*PROBLEM REQUIREMENTS*. What lines below contain the string "bare"? List them all.

---- DATA PROVIDED

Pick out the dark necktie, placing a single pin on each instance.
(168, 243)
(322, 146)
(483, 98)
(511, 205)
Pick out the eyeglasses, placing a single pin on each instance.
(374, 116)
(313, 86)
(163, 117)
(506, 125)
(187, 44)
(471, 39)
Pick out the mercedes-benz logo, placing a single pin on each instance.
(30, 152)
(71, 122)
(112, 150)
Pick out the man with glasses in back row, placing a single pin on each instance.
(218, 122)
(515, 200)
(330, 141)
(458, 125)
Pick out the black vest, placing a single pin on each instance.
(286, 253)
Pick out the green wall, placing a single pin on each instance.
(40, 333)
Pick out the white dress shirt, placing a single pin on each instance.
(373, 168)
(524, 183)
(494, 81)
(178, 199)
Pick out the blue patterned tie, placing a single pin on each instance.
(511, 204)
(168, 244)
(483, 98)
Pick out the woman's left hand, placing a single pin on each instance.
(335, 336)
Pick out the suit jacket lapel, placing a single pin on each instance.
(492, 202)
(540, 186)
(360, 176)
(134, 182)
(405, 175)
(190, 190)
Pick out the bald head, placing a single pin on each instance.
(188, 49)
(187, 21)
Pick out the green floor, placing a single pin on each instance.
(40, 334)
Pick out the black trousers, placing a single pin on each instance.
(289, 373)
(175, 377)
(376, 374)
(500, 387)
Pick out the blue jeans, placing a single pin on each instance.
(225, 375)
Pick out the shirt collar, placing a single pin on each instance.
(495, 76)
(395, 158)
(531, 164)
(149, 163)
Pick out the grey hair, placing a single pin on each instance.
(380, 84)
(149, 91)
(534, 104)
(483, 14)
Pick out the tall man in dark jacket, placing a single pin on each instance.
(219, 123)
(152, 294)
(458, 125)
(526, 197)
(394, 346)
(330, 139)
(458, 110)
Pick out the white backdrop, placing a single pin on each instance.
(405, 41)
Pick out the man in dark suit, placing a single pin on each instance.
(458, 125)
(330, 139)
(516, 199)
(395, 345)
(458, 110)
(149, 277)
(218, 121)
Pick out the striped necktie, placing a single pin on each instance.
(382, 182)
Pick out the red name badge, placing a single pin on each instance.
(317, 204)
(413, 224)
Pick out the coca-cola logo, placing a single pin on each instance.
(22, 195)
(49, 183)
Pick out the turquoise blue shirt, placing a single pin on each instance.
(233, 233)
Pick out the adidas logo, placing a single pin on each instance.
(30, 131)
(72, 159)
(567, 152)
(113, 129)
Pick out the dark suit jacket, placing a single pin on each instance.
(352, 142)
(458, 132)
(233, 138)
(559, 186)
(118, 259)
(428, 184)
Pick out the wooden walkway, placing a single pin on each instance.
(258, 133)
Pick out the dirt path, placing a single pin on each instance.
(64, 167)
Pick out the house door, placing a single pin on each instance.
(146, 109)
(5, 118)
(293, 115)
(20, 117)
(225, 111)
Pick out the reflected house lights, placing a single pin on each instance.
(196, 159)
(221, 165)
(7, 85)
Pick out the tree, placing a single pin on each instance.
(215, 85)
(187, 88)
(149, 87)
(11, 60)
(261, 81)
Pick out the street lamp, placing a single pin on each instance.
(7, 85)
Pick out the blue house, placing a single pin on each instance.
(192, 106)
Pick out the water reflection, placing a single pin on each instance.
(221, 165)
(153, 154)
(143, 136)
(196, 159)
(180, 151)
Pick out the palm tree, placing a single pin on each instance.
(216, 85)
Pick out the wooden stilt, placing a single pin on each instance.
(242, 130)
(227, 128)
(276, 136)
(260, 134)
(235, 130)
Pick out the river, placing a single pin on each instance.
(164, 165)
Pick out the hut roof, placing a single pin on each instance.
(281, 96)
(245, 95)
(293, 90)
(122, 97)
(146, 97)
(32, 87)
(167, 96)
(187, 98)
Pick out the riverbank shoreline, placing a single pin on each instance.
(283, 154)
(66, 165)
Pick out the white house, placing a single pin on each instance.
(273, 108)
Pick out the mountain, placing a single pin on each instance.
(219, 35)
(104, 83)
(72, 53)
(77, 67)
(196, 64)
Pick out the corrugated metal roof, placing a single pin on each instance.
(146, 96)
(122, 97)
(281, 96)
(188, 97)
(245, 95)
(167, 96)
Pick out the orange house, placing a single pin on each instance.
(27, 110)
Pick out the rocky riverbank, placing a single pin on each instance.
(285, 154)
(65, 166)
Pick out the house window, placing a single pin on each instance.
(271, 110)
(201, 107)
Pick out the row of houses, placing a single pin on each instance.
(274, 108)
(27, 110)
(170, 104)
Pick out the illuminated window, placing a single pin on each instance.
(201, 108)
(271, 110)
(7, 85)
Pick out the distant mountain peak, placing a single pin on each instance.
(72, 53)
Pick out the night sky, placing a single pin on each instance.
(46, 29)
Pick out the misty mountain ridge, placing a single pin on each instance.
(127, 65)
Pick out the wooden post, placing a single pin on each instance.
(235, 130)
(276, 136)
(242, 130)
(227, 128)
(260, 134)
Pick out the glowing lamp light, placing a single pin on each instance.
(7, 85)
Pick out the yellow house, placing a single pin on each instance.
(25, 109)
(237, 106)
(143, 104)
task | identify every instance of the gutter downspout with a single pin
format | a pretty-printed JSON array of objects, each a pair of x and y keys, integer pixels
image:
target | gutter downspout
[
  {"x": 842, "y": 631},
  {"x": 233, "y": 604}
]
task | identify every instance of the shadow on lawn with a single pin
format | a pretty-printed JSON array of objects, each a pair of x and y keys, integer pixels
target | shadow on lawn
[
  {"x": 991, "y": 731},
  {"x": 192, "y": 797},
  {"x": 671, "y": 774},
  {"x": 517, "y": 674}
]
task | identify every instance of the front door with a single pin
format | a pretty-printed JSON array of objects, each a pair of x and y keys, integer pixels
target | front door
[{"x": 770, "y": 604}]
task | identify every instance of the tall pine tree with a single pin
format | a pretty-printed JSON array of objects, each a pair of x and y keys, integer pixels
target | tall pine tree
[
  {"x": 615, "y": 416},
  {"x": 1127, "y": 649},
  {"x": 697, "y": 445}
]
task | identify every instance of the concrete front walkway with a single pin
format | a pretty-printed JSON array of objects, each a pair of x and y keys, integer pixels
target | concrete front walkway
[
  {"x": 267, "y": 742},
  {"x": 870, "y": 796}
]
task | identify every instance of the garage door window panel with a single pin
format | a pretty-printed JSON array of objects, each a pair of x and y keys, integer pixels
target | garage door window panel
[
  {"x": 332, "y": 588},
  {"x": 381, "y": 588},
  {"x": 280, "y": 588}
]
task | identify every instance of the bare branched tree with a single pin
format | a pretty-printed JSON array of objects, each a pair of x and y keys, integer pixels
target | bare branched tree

--------

*SOLUTION TO THIS PROBLEM*.
task | identify every instance of the bare branched tree with a single pin
target | bare branched tree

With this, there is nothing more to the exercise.